**WHAT IS REQUIRED**
In the records below, change every "keypoint" to "marker" and reproduce them with nothing else altered.

**INFORMATION SUPPLIED**
···

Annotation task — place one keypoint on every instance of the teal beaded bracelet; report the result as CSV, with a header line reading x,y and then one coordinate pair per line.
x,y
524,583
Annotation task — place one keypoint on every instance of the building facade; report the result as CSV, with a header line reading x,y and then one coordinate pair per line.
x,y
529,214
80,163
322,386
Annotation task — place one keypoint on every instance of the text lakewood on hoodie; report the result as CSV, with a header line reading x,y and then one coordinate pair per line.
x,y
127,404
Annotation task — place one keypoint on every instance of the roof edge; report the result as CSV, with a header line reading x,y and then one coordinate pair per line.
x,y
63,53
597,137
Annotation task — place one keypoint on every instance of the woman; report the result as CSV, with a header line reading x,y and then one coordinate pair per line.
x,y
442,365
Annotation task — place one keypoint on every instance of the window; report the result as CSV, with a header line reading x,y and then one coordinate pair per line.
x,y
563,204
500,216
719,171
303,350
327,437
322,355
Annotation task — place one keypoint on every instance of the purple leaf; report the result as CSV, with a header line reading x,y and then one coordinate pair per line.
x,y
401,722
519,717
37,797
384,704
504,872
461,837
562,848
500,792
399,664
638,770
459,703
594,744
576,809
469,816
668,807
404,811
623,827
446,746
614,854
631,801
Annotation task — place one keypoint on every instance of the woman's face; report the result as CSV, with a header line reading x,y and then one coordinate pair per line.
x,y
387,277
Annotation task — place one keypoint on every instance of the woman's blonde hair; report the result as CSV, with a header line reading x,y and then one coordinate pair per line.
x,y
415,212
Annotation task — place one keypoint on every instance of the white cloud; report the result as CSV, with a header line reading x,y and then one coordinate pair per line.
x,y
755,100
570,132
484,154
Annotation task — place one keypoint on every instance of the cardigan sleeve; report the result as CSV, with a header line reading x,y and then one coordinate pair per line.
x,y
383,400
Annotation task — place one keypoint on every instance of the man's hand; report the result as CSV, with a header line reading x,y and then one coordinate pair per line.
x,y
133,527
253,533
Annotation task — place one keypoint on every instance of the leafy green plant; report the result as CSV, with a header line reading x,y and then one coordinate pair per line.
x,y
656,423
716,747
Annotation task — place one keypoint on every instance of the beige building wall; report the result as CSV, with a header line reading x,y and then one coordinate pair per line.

···

**TASK RESULT**
Annotation task — place one marker on every instance of the teal beaded bracelet; report the result as CSV, with a header line reading x,y and then one coordinate pair per line.
x,y
524,583
Annotation task — place one marker on every instance of the building facade; report the result as CSV, with a header line reading x,y and then one coordinate pair per line.
x,y
529,214
80,163
322,386
Annotation task — place one marker on every instance of the text lakewood on hoodie; report the result as CSV, with a header line reading x,y and then one coordinate pair per line.
x,y
127,404
Annotation task — place one marker on every instance of the roof edge; report the result as CSV, with a header line reading x,y and then one coordinate pair per line.
x,y
63,53
597,137
Annotation task — place one marker on every instance of the woman; report the result as CSV, with a header line reading x,y and then one coordinate pair per line.
x,y
442,365
Annotation task — place one marker on every instance of the window; report the result as CSV, with a header line reading x,y and then one coordinate pair per line.
x,y
563,204
500,216
719,171
303,350
327,437
322,355
Annotation task — place one marker on every instance of the purple leaf; report the result as CSV, with a header line reading x,y and then one coordinate pair per line.
x,y
401,722
519,717
37,797
384,704
504,872
461,837
562,848
500,792
399,664
638,770
459,703
594,744
576,809
469,816
668,807
404,811
623,827
446,746
614,854
631,801
Annotation task — place one marker on every instance of the woman's face; report the result as CSV, with a header line reading x,y and then one coordinate pair per line.
x,y
387,277
Annotation task — place one marker on every instance of the woman's blonde hair; report the result as CSV, with a header line reading x,y and then one coordinate pair per line.
x,y
415,212
Annotation task — place one marker on every instance of the white cloud; report the result as CSV, with a header line reading x,y and then one coordinate pair per line.
x,y
755,100
570,132
484,154
Annotation task — place one marker on every instance of the cardigan sleeve; report the result as CSV, with a header line reading x,y and then one coordinate pair per line.
x,y
383,400
Annotation task — place one marker on every instance of the man's hand; report the result as CSV, with a header line reading x,y and then one coordinate pair per line.
x,y
133,527
253,533
Annotation task — place one marker on every instance of the leafy green plant; report the result as CSV, with a header line reading x,y and then one coordinate pair per line.
x,y
656,423
716,747
Annotation task — place one marker on every instance of the beige building wall; report the result as CSV, with a header line reading x,y and then one coordinate pair per line.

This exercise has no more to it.